▶ Given task
Count the lines in the items below that contain the word "jacket", treating uppercase and lowercase as different, and give only that number.
─── Material provided
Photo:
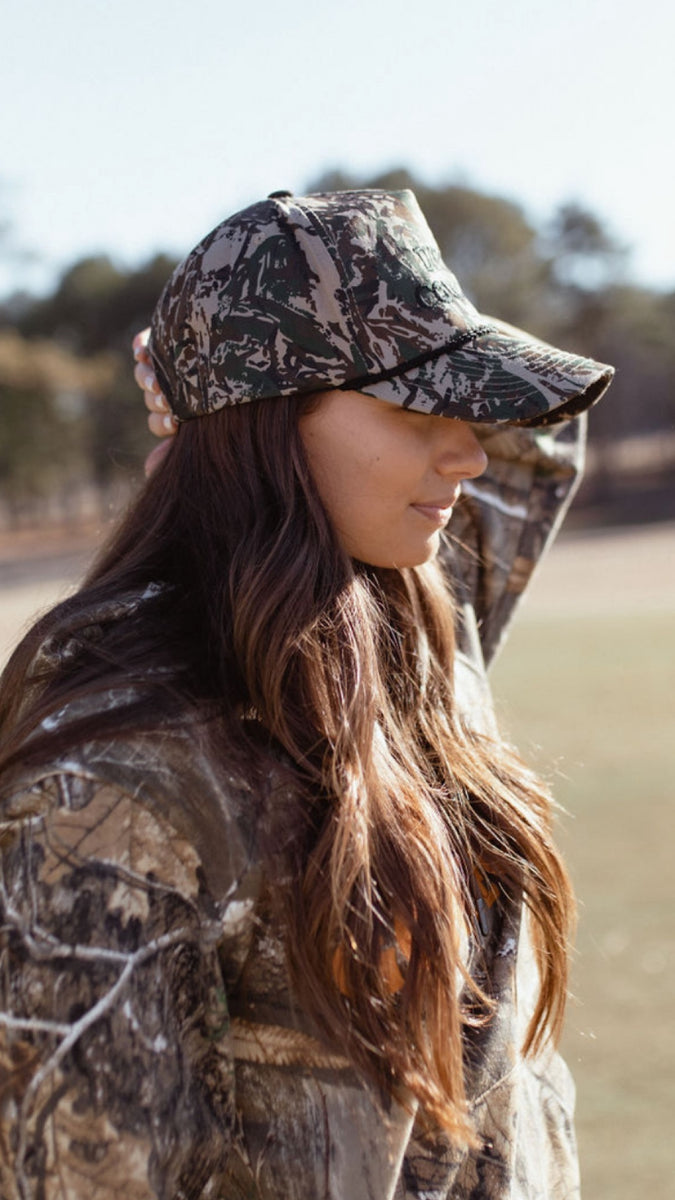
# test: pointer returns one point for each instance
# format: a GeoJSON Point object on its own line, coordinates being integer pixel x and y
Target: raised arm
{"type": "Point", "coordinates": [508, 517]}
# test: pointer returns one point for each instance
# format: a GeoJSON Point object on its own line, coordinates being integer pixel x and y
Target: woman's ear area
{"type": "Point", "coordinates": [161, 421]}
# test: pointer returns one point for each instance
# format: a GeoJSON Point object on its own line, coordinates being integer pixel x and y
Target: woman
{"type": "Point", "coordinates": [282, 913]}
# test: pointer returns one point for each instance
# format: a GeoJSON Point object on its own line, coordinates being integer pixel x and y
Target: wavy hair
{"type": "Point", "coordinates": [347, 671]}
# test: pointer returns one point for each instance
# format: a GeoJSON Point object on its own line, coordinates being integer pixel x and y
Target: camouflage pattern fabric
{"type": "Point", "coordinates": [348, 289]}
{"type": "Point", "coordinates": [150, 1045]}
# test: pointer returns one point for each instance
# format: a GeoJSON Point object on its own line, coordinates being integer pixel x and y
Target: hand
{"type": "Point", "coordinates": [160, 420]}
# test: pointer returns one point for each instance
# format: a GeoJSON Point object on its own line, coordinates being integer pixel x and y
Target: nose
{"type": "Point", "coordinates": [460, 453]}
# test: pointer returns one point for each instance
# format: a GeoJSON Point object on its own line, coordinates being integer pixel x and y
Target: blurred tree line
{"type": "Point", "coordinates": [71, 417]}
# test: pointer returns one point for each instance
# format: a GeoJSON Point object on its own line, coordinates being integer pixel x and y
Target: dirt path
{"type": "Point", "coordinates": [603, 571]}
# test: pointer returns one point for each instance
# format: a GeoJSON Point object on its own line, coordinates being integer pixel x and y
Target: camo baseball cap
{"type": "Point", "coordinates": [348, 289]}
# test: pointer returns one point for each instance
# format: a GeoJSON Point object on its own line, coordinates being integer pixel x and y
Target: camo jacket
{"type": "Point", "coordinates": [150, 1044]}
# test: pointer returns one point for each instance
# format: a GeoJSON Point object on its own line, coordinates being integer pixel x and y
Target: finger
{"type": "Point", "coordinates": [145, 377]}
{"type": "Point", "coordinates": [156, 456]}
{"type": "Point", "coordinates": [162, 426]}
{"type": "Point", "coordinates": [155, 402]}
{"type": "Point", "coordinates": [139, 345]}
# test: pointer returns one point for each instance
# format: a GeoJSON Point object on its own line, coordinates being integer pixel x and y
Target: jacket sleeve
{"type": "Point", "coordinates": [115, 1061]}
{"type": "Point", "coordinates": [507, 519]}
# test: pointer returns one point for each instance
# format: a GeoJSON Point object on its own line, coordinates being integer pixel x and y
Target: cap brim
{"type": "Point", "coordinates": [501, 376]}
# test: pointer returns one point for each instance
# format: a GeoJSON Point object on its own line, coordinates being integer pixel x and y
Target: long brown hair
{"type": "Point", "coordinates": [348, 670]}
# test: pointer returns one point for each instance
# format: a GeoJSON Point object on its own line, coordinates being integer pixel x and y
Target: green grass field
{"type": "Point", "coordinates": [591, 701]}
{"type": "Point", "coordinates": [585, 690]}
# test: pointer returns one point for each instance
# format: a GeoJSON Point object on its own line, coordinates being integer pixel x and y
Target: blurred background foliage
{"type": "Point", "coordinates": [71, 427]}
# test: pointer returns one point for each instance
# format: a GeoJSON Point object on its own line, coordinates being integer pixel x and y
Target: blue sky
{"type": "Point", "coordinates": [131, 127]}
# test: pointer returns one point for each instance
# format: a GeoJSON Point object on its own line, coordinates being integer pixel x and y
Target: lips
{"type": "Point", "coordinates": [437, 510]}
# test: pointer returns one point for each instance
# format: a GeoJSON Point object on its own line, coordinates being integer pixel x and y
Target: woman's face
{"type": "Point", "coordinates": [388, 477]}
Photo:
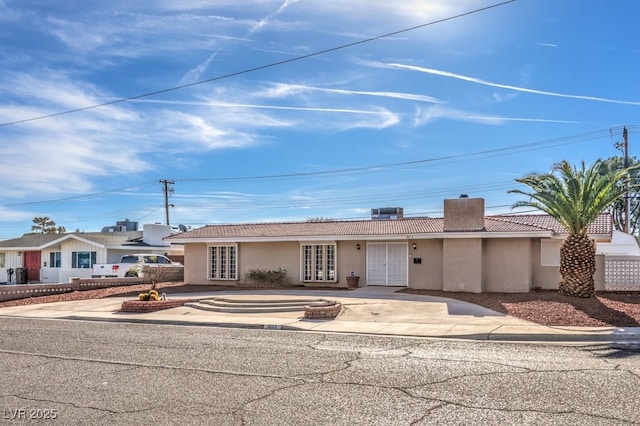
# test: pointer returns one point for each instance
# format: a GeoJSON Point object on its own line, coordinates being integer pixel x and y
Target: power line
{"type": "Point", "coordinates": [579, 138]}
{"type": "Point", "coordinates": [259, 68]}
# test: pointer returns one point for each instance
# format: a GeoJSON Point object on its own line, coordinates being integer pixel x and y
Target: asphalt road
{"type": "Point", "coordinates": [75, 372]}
──────
─── Material provided
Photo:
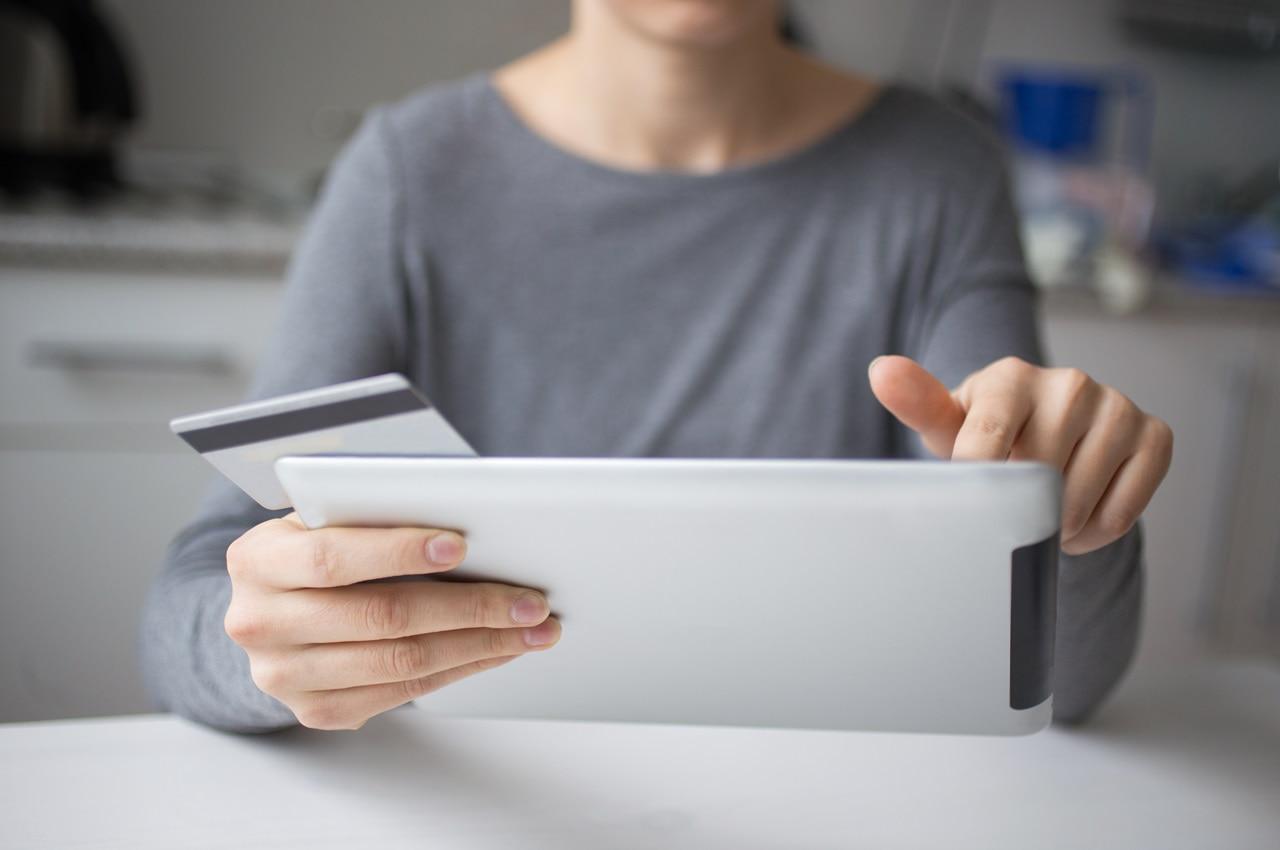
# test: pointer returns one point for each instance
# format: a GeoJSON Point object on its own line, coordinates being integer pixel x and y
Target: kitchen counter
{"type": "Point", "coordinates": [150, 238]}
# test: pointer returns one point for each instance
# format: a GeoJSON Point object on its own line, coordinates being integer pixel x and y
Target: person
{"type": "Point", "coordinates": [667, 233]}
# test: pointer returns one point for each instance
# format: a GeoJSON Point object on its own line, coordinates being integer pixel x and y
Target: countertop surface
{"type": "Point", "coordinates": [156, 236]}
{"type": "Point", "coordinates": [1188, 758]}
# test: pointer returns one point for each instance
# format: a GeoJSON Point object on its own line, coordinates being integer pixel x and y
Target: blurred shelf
──────
─── Material provided
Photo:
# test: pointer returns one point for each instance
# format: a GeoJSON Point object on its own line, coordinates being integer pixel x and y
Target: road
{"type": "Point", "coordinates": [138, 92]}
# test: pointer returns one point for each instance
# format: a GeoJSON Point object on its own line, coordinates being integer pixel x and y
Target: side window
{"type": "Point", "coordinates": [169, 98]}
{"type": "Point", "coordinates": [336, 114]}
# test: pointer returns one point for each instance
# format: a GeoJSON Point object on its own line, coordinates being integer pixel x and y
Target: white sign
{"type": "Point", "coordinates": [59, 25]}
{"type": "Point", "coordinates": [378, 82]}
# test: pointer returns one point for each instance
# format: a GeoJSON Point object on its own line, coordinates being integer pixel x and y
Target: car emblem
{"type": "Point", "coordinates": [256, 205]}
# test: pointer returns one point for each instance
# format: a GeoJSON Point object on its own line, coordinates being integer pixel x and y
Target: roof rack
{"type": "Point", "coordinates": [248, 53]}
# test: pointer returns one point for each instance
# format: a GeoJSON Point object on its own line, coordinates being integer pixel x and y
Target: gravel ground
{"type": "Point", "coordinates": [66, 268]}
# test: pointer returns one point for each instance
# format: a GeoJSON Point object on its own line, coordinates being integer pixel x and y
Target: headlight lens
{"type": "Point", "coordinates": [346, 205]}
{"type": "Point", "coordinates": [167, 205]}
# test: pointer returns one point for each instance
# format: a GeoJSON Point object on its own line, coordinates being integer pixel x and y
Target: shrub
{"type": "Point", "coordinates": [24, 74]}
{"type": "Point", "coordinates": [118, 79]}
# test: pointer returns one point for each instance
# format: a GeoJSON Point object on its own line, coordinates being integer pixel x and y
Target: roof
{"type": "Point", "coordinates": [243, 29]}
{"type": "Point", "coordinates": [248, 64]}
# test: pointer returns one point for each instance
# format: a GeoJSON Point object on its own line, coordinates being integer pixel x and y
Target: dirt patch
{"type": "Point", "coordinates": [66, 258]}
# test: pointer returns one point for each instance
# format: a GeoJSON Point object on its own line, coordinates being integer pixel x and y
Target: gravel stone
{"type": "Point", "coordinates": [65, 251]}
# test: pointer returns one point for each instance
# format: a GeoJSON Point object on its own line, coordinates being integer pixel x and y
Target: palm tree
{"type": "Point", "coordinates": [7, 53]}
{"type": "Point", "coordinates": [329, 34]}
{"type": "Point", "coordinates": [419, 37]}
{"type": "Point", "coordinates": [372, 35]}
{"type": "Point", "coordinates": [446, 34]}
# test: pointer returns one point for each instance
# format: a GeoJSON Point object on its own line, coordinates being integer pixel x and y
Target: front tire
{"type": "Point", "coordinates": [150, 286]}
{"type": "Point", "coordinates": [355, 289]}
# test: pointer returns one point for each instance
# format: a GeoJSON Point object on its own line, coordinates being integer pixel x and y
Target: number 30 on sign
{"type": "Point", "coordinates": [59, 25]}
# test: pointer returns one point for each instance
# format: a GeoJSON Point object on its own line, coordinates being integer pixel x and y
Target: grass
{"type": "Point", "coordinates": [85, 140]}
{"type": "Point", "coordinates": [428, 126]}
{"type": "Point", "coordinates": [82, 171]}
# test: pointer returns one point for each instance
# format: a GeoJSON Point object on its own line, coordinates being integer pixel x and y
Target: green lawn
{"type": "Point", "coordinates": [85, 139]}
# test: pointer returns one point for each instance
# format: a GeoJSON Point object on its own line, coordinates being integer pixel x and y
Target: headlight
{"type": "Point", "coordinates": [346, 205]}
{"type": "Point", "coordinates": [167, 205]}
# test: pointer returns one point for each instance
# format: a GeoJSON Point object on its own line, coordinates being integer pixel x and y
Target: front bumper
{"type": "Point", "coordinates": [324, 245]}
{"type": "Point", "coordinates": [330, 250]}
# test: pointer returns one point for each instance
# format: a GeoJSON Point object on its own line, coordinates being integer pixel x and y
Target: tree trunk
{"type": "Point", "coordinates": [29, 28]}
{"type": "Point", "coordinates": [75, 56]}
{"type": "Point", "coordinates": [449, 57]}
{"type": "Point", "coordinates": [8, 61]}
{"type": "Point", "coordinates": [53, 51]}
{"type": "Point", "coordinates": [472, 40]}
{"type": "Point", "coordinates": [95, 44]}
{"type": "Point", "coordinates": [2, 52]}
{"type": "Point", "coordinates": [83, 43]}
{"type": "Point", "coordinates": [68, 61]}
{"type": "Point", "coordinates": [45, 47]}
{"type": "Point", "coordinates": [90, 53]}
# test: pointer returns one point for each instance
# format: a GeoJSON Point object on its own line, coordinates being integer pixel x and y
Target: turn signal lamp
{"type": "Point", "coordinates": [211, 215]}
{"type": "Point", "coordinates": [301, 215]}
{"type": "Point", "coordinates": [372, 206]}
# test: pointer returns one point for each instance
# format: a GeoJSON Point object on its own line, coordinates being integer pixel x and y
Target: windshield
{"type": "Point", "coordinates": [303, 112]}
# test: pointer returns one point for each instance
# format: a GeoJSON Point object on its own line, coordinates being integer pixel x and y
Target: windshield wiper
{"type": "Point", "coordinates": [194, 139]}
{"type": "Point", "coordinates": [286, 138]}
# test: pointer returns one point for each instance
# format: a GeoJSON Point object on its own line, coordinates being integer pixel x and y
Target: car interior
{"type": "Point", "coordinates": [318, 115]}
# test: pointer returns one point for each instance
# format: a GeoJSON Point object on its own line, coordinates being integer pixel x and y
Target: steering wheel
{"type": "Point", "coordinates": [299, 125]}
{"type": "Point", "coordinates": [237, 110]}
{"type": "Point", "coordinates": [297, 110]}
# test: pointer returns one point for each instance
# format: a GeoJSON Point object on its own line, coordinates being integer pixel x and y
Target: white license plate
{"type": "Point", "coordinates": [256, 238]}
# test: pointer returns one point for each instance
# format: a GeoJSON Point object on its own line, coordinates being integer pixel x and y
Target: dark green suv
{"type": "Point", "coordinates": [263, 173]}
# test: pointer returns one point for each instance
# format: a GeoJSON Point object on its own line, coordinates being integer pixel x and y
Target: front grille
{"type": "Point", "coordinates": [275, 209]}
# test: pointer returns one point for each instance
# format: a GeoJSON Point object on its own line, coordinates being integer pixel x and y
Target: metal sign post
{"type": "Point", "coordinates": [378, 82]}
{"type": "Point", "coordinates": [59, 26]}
──────
▶ Result of the task
2